▶ **What you will do**
Find every line below that contains the word "denim", matching case, and copy each of those lines.

>> BEGIN Extracted records

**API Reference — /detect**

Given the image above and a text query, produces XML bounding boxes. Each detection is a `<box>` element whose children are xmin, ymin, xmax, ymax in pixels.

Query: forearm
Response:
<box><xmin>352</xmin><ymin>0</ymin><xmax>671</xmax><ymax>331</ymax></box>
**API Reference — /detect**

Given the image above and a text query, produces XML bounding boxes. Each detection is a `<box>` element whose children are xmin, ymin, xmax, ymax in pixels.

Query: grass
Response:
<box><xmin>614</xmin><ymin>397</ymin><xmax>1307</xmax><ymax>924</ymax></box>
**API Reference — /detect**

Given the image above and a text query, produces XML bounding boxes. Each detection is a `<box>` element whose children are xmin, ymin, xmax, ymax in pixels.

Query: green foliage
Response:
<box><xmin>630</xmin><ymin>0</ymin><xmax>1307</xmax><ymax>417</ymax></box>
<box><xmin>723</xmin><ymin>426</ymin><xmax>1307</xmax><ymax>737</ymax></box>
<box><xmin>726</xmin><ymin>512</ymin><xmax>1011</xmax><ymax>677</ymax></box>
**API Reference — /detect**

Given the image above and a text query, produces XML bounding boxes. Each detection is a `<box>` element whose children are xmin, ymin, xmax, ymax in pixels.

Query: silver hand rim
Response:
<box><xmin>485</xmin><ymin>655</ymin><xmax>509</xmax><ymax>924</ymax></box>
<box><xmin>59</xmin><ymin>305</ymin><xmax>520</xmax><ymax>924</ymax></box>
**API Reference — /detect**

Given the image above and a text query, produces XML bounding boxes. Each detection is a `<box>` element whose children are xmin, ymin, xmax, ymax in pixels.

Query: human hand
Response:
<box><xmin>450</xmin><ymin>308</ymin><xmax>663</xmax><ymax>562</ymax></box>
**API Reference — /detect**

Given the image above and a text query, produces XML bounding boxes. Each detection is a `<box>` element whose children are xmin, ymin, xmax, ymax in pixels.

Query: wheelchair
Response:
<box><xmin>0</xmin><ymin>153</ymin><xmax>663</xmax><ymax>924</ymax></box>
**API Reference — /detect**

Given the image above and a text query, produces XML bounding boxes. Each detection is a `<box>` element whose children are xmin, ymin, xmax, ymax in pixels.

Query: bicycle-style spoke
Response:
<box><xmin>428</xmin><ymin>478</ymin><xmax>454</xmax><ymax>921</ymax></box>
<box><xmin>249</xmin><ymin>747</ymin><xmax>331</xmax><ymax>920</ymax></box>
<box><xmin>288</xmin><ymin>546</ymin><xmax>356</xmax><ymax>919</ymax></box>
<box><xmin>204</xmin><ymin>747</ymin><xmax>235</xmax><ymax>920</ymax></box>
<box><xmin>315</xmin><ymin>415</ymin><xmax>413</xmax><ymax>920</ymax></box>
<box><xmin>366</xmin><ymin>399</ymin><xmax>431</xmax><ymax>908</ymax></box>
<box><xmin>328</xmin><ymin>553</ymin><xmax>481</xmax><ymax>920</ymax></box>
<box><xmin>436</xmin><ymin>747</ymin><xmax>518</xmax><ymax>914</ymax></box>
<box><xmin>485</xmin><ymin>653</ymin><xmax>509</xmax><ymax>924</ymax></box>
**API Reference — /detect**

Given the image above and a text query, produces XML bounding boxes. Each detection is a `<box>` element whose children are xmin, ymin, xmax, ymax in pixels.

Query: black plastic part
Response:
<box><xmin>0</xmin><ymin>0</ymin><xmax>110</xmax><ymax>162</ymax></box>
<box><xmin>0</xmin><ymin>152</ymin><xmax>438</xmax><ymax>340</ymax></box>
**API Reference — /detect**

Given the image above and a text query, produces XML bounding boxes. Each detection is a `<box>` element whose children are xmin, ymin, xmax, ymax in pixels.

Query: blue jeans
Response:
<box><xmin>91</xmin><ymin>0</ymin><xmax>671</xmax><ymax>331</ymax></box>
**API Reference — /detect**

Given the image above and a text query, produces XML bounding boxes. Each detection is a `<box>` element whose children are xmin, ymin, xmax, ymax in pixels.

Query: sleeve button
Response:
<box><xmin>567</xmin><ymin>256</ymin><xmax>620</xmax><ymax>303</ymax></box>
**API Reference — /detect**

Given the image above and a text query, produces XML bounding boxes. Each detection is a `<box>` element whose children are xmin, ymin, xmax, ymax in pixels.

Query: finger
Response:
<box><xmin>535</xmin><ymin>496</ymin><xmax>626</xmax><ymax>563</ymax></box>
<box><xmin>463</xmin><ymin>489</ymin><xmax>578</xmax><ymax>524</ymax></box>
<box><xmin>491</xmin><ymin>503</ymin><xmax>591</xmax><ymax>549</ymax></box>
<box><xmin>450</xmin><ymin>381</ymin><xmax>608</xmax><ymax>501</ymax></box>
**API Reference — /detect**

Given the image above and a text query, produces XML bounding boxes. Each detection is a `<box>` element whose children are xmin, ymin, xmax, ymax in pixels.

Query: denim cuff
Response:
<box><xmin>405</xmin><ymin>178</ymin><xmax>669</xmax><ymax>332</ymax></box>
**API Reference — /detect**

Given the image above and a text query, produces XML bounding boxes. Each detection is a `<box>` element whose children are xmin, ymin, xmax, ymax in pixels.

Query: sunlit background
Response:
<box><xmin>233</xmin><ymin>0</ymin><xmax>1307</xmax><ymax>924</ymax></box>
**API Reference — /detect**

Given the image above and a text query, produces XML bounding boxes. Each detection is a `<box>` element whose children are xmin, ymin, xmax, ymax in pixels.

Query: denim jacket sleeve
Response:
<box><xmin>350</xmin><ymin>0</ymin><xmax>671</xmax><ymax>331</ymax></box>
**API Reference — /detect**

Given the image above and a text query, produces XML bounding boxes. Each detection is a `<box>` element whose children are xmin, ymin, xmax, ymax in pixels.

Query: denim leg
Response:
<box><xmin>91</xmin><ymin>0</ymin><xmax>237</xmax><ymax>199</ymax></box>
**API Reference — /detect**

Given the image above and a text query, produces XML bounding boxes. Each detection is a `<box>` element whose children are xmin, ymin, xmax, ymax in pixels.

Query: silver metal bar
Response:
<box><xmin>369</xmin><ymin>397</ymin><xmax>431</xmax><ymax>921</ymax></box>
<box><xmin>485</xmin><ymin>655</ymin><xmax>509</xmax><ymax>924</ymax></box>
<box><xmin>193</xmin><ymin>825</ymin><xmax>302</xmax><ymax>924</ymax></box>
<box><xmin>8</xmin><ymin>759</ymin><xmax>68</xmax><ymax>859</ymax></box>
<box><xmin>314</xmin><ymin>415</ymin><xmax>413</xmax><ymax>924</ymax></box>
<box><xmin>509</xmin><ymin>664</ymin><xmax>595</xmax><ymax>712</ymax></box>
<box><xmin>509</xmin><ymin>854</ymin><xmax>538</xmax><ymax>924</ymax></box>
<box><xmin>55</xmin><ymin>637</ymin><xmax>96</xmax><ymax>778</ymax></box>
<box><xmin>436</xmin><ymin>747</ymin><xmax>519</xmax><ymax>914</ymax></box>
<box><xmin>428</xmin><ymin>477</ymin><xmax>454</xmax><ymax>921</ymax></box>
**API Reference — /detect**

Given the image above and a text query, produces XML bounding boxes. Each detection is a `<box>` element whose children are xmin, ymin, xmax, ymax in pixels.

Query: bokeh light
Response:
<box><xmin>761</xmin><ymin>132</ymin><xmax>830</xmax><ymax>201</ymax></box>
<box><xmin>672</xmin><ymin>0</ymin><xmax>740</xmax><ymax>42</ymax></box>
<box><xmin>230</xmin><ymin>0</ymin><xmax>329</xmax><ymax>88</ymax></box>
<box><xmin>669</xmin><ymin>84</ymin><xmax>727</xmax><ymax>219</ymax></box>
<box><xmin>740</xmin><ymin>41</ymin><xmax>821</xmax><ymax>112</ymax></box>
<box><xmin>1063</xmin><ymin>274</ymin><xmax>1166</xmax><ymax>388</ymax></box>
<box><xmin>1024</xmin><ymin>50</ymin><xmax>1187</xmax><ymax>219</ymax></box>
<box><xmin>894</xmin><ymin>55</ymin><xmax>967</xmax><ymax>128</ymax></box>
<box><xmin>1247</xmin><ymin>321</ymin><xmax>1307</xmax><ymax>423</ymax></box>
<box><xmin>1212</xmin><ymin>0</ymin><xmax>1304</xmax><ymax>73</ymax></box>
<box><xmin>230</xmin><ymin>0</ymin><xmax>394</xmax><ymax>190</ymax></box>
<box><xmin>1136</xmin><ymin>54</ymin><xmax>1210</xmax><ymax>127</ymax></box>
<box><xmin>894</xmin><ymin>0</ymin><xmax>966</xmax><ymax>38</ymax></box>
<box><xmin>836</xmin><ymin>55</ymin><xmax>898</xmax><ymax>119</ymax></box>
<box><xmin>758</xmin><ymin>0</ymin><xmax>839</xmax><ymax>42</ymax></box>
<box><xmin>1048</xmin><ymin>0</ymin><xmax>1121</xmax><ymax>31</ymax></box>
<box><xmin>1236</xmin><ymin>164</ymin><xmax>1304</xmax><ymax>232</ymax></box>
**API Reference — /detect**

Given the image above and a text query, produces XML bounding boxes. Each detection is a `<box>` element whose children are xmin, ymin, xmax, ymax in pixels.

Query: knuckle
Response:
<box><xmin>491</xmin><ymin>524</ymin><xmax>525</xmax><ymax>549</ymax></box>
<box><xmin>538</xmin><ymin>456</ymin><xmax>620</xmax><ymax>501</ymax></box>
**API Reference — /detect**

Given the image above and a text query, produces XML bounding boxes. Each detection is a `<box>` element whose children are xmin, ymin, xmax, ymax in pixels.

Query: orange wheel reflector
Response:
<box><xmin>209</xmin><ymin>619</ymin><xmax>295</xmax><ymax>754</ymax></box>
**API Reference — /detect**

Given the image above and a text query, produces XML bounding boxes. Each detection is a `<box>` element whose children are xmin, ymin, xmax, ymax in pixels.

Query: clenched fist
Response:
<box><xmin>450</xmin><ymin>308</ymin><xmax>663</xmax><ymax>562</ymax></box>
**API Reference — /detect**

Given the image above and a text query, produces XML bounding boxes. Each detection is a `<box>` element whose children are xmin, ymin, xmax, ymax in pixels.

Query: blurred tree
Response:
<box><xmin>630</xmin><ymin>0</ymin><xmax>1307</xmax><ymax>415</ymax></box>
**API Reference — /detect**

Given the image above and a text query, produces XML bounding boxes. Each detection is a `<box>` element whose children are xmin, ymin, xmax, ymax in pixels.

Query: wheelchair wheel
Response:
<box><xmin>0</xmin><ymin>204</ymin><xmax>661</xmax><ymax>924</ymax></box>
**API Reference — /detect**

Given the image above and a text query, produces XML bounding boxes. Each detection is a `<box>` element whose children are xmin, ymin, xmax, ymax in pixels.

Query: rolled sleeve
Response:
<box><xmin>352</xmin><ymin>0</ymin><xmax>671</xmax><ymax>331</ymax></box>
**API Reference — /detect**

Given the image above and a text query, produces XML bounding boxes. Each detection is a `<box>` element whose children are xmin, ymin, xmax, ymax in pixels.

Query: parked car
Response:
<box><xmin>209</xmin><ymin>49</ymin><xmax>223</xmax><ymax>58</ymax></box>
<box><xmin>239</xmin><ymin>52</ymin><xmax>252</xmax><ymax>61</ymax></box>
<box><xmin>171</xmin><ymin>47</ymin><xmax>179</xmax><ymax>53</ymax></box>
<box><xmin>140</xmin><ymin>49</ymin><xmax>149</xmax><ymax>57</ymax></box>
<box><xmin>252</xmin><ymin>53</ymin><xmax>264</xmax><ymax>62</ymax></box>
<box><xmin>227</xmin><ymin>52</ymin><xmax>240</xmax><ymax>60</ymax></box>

>> END Extracted records

▶ **Correct response**
Query: denim cuff
Query: denim jacket sleeve
Query: denim leg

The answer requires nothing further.